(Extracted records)
_____

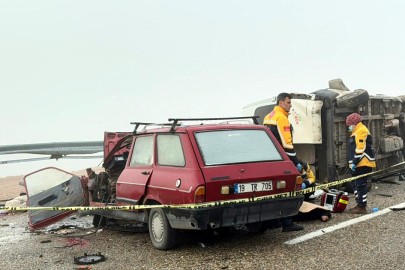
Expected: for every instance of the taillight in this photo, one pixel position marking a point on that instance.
(298, 183)
(199, 195)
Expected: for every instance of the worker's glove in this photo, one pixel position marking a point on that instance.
(307, 183)
(353, 167)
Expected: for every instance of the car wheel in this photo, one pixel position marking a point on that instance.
(163, 236)
(353, 99)
(97, 223)
(256, 227)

_____

Task description.
Rewrite every line of the listing above, requests included, and offset each pixel coordinate in the answers by adding 51 to both values. Omit the pictures from your output.

Result.
Expected: for every instance of the taillight in this photo, one pixel position marking a point on that instance.
(349, 234)
(250, 246)
Expected: for every instance of the worker's glove in this photo, one pixel position marking a point on that instance.
(358, 234)
(404, 218)
Expected: for every instance of the car wheel in this photo, one pixel position marking a point on that instance.
(214, 287)
(404, 150)
(148, 274)
(307, 278)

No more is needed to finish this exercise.